Most of phonk’s biggest artists — like Kordhell, who has a platinum single in the U.S., and DVRST, whose song “Close Eyes” was synced in a commercial that played during the NBA playoffs — are faceless producers. The music thrives on TikTok pages devoted to weightlifting, careening cars, video game highlights, and anime edits, not on the live circuit. “It’s like a substance: Just keep pouring the phonk over my ears,” McDonald says.

The genre’s commercially popular wing often follows a specific formula, at least for a time. Phonk’s initial streaming hits sampled the likes of DJ Paul, a founding member of the group Three 6 Mafia, and Kingpin Skinny Pimp, a rapper who contributed to Three 6’s debut album and maintained a regional following. Other producers hoping for a phonk hit of their own also lifted vocals from the same sources. 

More recently though, Memphis rap textures are out of vogue, and Brazilian vocals are in favor. This has been a boon for Mc Gw. “Nowadays many phonk producers are using [my voice],” he acknowledges.

Mc Gw makes it easy for them to do so by creating packs of a cappellas that samplers can sift through on YouTube, SoundCloud and elsewhere. (They’re initially free, but producers may pay a price — in the form of a fee, a cut of publishing income, or both — for the sample after release, especially if the song is successful.) “He is essentially the Kingpin Skinny Pimp of this movement,” says Houstle, who estimates that close to a third of the phonk records that borrow Brazilian vocals lean on Mc Gw.

What you need to do:
Can you reproduce the phonk passage word for word, starting at "Most of phonk’s" and ending at "the same sources."? The records stand apart from the phonk passage and have no connection to it.

Dataset excerpts
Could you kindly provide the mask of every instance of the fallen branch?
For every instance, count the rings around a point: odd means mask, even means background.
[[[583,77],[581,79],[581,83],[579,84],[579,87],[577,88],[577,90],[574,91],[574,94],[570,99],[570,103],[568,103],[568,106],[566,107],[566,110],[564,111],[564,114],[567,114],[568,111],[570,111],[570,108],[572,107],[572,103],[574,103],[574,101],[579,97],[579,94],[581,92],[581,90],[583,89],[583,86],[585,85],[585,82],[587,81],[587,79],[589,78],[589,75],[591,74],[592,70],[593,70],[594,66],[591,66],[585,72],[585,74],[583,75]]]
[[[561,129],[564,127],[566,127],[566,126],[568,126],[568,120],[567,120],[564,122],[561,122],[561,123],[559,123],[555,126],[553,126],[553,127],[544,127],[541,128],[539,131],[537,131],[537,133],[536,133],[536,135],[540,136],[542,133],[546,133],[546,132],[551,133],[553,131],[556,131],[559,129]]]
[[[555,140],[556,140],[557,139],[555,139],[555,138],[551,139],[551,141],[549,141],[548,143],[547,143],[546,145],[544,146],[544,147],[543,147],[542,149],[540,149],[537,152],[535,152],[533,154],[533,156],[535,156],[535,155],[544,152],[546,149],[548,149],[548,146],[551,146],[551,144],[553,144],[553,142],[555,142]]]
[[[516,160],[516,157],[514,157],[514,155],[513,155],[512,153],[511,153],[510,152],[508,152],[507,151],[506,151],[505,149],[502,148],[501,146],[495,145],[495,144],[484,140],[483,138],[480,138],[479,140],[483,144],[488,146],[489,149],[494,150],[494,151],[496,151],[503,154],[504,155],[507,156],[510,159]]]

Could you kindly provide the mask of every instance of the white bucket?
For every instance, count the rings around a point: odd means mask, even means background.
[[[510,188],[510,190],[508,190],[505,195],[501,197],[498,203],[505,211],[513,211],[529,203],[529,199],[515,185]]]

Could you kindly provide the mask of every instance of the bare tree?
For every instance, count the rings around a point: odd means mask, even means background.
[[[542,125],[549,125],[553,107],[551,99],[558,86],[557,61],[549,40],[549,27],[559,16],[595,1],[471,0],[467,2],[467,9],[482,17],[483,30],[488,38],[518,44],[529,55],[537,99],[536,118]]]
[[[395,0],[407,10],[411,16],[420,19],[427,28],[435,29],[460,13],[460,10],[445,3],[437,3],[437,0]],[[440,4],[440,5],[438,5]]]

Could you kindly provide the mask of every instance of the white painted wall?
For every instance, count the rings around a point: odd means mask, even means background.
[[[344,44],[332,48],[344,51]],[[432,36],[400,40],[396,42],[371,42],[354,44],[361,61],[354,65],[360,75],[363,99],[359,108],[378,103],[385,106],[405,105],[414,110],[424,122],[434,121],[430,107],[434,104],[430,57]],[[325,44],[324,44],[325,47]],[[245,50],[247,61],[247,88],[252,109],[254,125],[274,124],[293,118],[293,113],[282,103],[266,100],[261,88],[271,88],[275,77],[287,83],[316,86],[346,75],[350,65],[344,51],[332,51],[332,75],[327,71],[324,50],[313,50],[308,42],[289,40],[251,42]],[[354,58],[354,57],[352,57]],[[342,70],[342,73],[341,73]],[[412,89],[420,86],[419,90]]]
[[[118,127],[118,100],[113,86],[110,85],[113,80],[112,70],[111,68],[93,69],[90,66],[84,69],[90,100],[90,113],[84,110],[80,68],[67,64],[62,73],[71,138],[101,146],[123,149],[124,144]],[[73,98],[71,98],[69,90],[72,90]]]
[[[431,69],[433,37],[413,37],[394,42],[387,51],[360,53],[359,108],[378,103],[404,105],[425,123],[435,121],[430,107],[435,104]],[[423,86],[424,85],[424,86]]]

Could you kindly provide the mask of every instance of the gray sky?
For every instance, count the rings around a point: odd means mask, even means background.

Task response:
Most of phonk’s biggest artists — like Kordhell, who has a platinum single in the U.S., and DVRST, whose song “Close Eyes” was synced in a commercial that played during the NBA playoffs — are faceless producers. The music thrives on TikTok pages devoted to weightlifting, careening cars, video game highlights, and anime edits, not on the live circuit. “It’s like a substance: Just keep pouring the phonk over my ears,” McDonald says.

The genre’s commercially popular wing often follows a specific formula, at least for a time. Phonk’s initial streaming hits sampled the likes of DJ Paul, a founding member of the group Three 6 Mafia, and Kingpin Skinny Pimp, a rapper who contributed to Three 6’s debut album and maintained a regional following. Other producers hoping for a phonk hit of their own also lifted vocals from the same sources.